# Excerpted text:
..............................
The Gorakhpur resident recalls not being able to find a single hospital bed for his father, after the latter started showing symptoms of Covid. He eventually died without receiving proper treatment and that adds to Chauhan’s pain.

When he came across an advertisement by the Ministry of Skill Development and Entrepreneurship (MSDE) soon after, inviting applications for a crash course for ‘Covid Warriors’, he immediately made up his mind to join. A BSc graduate in agriculture, Chauhan had been subsisting on odd jobs for the past few years.

The course is part of the Pradhan Mantri Kaushal Vikas Yojana (PMKVY), which aims to train candidates in skills ranging from mobile repair to retail sales, to help them find employment.

The Covid Warrior crash course was introduced this year, and aims to create resources both for the healthcare sector and logistical support.

“After remaining unemployed for months, I thought this is a suitable course for me, as I will be able to get a job and serve people during Covid times,” he said, when ThePrint caught up with him at the Sunaina Samridhi Foundation, an NGO functioning as a Pradhan Mantri Kaushal Kendra (PMKK, training centres for the PMKVY) in Gorakhpur.
..............................
# Work instructions:
[a] Answer each question from the excerpt on the Covid Warrior course:
(i) What degree does Chauhan hold?
(ii) Which ministry placed the advertisement inviting applications?
(iii) At which NGO did ThePrint meet Chauhan?
[b] From the excerpt on the Covid Warrior course, list every abbreviation given in parentheses, each with the full name it stands for.
[c] Duplicate a passage from the excerpt on the Covid Warrior course, beginning at the words "The course is" and stopping after "and logistical support.".
Rely only on the excerpt on the Covid Warrior course for your answers.
..............................
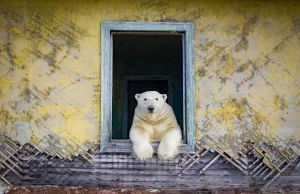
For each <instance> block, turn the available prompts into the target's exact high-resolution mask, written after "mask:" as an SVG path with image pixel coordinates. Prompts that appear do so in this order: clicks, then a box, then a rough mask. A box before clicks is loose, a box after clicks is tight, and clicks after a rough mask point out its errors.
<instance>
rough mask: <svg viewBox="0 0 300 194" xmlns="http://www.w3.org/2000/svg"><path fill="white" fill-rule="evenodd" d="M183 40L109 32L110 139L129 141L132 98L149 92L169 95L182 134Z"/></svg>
mask: <svg viewBox="0 0 300 194" xmlns="http://www.w3.org/2000/svg"><path fill="white" fill-rule="evenodd" d="M182 39H183V33H167V32H164V33H159V32H155V33H154V32H143V33H140V32H112V41H113V42H112V43H113V55H112V56H113V58H112V62H113V96H112V139H129V130H130V128H131V124H132V120H133V115H134V109H135V107H136V106H137V102H136V100H135V98H134V95H135V94H136V93H142V92H145V91H151V90H155V91H158V92H159V93H162V94H167V95H168V101H167V102H168V104H170V105H171V106H172V108H173V110H174V113H175V115H176V118H177V122H178V124H179V125H180V127H181V129H182V131H183V127H184V125H183V122H184V121H183V116H184V115H183V112H184V111H183V103H184V102H183V91H184V90H183V44H182V41H183V40H182ZM183 137H184V135H183Z"/></svg>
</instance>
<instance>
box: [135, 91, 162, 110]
mask: <svg viewBox="0 0 300 194" xmlns="http://www.w3.org/2000/svg"><path fill="white" fill-rule="evenodd" d="M135 99H136V100H137V102H138V107H140V108H141V109H142V110H143V111H144V112H148V113H157V112H158V111H159V110H161V109H162V107H163V105H164V104H165V103H166V100H167V95H166V94H160V93H158V92H156V91H147V92H144V93H142V94H136V95H135Z"/></svg>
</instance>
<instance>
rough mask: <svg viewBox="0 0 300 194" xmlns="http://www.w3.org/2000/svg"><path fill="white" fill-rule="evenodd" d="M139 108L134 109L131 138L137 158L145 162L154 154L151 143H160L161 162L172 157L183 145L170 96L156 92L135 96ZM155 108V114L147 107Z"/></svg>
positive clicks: (159, 151) (180, 133) (133, 146)
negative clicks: (169, 97) (132, 123)
mask: <svg viewBox="0 0 300 194" xmlns="http://www.w3.org/2000/svg"><path fill="white" fill-rule="evenodd" d="M135 98H136V100H137V102H138V105H137V107H136V109H135V114H134V118H133V124H132V127H131V129H130V139H131V141H132V143H133V151H134V153H135V154H136V156H137V158H138V159H141V160H145V159H147V158H151V157H152V155H153V148H152V146H151V144H150V142H151V141H152V140H160V141H161V142H160V144H159V147H158V150H157V152H158V156H159V158H161V159H170V158H173V157H174V156H175V155H176V154H177V151H178V147H179V146H180V143H181V138H182V137H181V129H180V127H179V125H178V124H177V120H176V117H175V115H174V112H173V110H172V108H171V106H170V105H168V104H167V103H166V100H167V95H166V94H160V93H158V92H156V91H148V92H144V93H142V94H136V95H135ZM149 106H152V107H154V111H153V112H152V113H150V112H149V110H148V107H149Z"/></svg>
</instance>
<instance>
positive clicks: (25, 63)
mask: <svg viewBox="0 0 300 194" xmlns="http://www.w3.org/2000/svg"><path fill="white" fill-rule="evenodd" d="M0 7H1V8H0V10H1V11H0V20H1V22H0V24H1V25H0V37H1V39H0V42H1V44H0V47H1V48H0V130H1V134H2V136H3V137H4V136H7V137H9V138H11V139H12V140H16V141H18V142H19V143H21V144H25V143H30V144H31V145H33V146H34V147H36V148H37V149H38V150H40V151H41V152H47V153H49V154H51V155H58V156H60V157H62V158H71V156H78V154H82V155H83V156H84V157H85V155H86V152H87V150H88V149H94V148H96V147H97V146H98V144H99V141H100V130H101V129H100V127H99V123H100V106H101V105H100V90H101V83H100V82H101V77H100V69H101V50H100V45H101V40H100V34H101V31H100V29H101V28H100V25H101V22H126V21H139V22H193V23H194V25H195V40H194V46H195V53H194V54H195V55H194V56H195V72H196V79H195V84H196V98H195V99H196V102H195V106H196V115H195V120H196V125H197V126H196V127H197V134H196V137H197V139H198V140H199V139H200V138H203V137H205V138H206V139H208V140H209V141H210V142H211V144H214V145H219V146H220V147H221V148H222V149H223V150H226V151H227V152H228V153H231V154H233V155H234V154H236V153H237V152H238V150H240V149H241V146H240V145H241V143H243V142H244V141H249V140H251V141H253V142H254V143H257V144H261V143H263V142H266V143H268V144H273V145H275V146H276V147H278V148H280V149H283V150H284V149H285V148H286V147H288V148H290V147H291V145H297V143H298V147H297V146H293V147H292V149H293V154H295V157H297V156H299V155H300V150H299V140H300V130H299V126H300V119H299V118H300V98H299V97H300V65H299V64H300V54H299V50H300V12H299V10H300V4H299V3H297V2H296V1H284V2H281V1H233V0H232V1H221V0H220V1H184V0H176V1H162V0H161V1H156V0H143V1H133V0H132V1H120V0H116V1H99V0H88V1H71V0H69V1H21V0H20V1H13V2H8V1H7V2H1V3H0Z"/></svg>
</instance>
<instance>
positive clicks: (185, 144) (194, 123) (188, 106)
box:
..............................
# Your written answers:
[a]
(i) A BSc in agriculture.
(ii) The Ministry of Skill Development and Entrepreneurship (MSDE).
(iii) The Sunaina Samridhi Foundation.

[b]
MSDE: Ministry of Skill Development and Entrepreneurship
PMKVY: Pradhan Mantri Kaushal Vikas Yojana
PMKK: Pradhan Mantri Kaushal Kendra

[c]
The course is part of the Pradhan Mantri Kaushal Vikas Yojana (PMKVY), which aims to train candidates in skills ranging from mobile repair to retail sales, to help them find employment.

The Covid Warrior crash course was introduced this year, and aims to create resources both for the healthcare sector and logistical support.